• Passage given

It is enough, along with victories over ranked men Clinton Woods and Eric Harding to place him under consideration for a top fifty spot; the injustice that served him throughout a career fought on the road sees him ranked here at the bottom end of the second ten. Some may not care for this elevated ranking given the losses he suffered, but it is my contention that Johnson is inarguably a better and more significant fighter than his paper record allows.

#39 – GUS LESNEVICH (60-14-5)

Depending upon your point of view, Gus Lesnevich either committed perhaps the most shameful duck in the history of the light-heavyweight title or was a fighter whose legacy was compromised by the outbreak of World War Two. After being thrashed by Jimmy Bivins in a non-title match in 1942, manager Lew Diamond told press that there would be no chance of a rematch between Bivins and Lesnevich. Lesnevich disappeared into the war-time coastguard – his title frozen for the duration, he remained true to his manager’s word. What this adds up to is a title reign of around seven years – but one which encompassed a total of only five successful defences against only three different fighters.

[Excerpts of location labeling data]
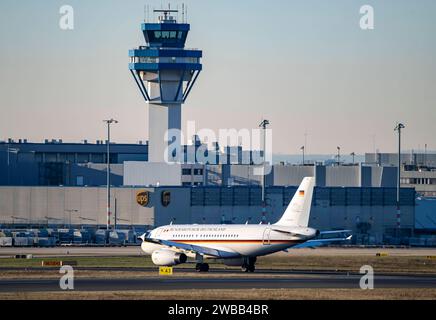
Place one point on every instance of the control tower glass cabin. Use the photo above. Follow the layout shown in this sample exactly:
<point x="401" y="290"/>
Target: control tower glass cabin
<point x="165" y="73"/>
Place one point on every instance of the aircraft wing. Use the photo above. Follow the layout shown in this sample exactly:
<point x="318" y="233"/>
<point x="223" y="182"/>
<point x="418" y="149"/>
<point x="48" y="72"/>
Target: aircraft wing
<point x="320" y="242"/>
<point x="335" y="231"/>
<point x="194" y="248"/>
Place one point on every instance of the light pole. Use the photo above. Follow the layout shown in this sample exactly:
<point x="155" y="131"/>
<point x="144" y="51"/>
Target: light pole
<point x="352" y="154"/>
<point x="263" y="125"/>
<point x="9" y="150"/>
<point x="108" y="171"/>
<point x="398" y="128"/>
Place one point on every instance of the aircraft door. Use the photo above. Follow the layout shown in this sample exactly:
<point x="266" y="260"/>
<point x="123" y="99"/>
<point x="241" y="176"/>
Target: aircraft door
<point x="266" y="234"/>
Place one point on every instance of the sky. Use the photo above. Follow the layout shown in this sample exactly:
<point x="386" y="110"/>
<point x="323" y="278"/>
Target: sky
<point x="304" y="65"/>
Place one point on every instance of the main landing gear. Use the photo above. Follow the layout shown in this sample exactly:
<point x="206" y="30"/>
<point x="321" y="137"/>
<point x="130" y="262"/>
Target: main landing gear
<point x="202" y="267"/>
<point x="249" y="264"/>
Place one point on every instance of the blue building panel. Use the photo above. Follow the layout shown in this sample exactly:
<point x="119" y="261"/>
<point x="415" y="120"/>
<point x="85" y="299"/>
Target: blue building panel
<point x="155" y="52"/>
<point x="165" y="66"/>
<point x="377" y="196"/>
<point x="226" y="196"/>
<point x="255" y="196"/>
<point x="353" y="196"/>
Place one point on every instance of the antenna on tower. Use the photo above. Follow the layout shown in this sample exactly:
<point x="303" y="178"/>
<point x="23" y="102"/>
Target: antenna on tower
<point x="183" y="13"/>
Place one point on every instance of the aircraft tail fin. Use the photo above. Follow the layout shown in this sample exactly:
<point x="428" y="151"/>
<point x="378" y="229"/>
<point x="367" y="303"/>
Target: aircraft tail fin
<point x="298" y="211"/>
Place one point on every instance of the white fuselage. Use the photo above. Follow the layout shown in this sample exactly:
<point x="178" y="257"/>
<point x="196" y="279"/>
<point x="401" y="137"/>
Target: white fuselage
<point x="242" y="240"/>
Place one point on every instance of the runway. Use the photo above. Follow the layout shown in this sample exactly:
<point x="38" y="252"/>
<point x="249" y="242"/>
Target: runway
<point x="68" y="251"/>
<point x="236" y="281"/>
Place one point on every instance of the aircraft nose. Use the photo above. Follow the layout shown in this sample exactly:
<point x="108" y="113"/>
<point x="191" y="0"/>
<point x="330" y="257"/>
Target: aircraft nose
<point x="144" y="236"/>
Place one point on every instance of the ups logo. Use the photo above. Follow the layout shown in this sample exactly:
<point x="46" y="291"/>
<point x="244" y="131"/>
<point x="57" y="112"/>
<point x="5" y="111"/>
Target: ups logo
<point x="142" y="198"/>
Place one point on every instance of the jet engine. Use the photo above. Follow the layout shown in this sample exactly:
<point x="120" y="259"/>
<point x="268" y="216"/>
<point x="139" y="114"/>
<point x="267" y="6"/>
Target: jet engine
<point x="165" y="257"/>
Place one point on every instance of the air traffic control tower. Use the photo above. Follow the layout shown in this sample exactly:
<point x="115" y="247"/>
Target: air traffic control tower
<point x="165" y="73"/>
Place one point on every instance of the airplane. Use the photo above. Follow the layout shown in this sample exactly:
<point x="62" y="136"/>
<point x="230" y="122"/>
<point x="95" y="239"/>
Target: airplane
<point x="238" y="244"/>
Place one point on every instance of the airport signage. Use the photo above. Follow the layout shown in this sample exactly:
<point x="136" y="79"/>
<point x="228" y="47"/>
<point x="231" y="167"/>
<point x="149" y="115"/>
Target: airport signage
<point x="142" y="198"/>
<point x="166" y="198"/>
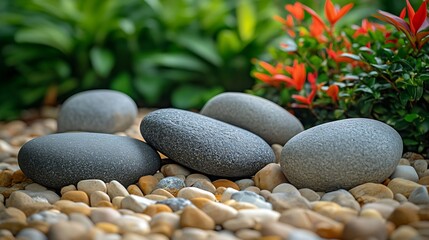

• Exercise instructions
**A.** Reproduce word for word everything in the boxing passage from "It is enough, along" down to "GUS LESNEVICH (60-14-5)".
**B.** Please take the boxing passage further, starting right after its last sentence.
This material has no connection to the boxing passage.

• In response
**A.**
It is enough, along with victories over ranked men Clinton Woods and Eric Harding to place him under consideration for a top fifty spot; the injustice that served him throughout a career fought on the road sees him ranked here at the bottom end of the second ten. Some may not care for this elevated ranking given the losses he suffered, but it is my contention that Johnson is inarguably a better and more significant fighter than his paper record allows.

#39 – GUS LESNEVICH (60-14-5)

**B.**
Nevertheless there is much to admire about Lesnevich, not least an outstanding persistence and hearty directness that earned him status as a fan favourite. Thrashed by Billy Conn in his first title shot in November of 1939, Lesnevich was so popular that he was handed a second title shot in the summer of the following year. Beaten again, he nevertheless was able to win more than the four rounds generally reported in the first fight, and it can have been of little surprise when Lesnevich received a third title shot a year later, this time beating out Anton Christoforidis. After making two successful defences against the unranked Tami Mauriello (the first of them desperately close) and the beating at the hands of Jimmy Bivins, the service got Lesnevich and when he re-emerged in 1946 it was thought that he, like peers Billy Conn and Joe Louis, would have left his best behind him. This seemed confirmed when he was smashed out by Bruce Woodcock up at heavyweight, the only time in his career that Lesnevich heard the ten. But Lesnevich came again, and in fact was the Ring fighter of the year in 1947. His brutal stoppage of British rival Freddie Mills, as savage a knockout as can be seen on film, was likely the highlight of this second career; but it was Mills who would take the title from him in 1948 over fifteen after a torrid first round that left Lesnevich cut and hurt.

Other fine wins over contenders like Alabama Kid, Ambrose Palmer and Billy Fox help nurse a ranking earned in the main with elbow grease and hard work.

#38 – AL GAINER (77-23)

Al Gainer’s record against the best he faced makes awkward reading. He went 1-1-1 with Tiger Jack Fox; 1-2 with Lou Brouillard; 2-2-1 with Bob Olin, 1-1 with Al McCoy and 1-1 with George Courtney. Splitting a series with Tiger Jack Fox speaks for, not against him, but the Brouillard series is troubling. The Canadian was a middleweight really, and one that had failed on three occasions to best Marcel Thil. Nevertheless, he twice dominated Gainer and for all that Gainer defeated him “easily” in their middle encounter, Brouillard clearly deserved the victory in their series. Aspects of his confrontation with Olin were more debatable but still, Gainer failed to prove his superiority over Olin just as he did Brouillard. Sometimes Gainer’s failure to equalise these fights with what was perhaps the best left hook of the era seems curious, although such matters are abandoned forever to the realm of speculation.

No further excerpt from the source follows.